Instruction >> Lay out the lines below as a Markdown table with the columns n and Line, numbering each row and omitting blank lines. Include only the lines from the first one up to and including the line with "# an outline".

** Begin **

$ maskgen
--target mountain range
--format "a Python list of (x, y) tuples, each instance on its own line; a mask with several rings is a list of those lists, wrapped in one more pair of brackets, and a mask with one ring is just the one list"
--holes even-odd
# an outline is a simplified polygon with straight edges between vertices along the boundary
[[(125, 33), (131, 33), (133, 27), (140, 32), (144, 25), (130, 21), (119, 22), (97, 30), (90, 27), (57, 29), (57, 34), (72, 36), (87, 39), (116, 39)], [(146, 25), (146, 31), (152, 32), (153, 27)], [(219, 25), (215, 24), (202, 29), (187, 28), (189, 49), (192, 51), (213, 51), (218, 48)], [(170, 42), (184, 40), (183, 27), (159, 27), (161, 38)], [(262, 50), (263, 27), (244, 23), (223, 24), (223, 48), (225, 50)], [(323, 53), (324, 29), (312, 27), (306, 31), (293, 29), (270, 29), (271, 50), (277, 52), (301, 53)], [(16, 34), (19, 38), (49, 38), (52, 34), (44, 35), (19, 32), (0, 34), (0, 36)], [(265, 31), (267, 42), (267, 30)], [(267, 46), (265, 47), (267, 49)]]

** End **

Written solution >>
| n | Line |
|---|---|
| 1 | $ maskgen |
| 2 | --target mountain range |
| 3 | --format "a Python list of (x, y) tuples, each instance on its own line; a mask with several rings is a list of those lists, wrapped in one more pair of brackets, and a mask with one ring is just the one list" |
| 4 | --holes even-odd |
| 5 | # an outline is a simplified polygon with straight edges between vertices along the boundary |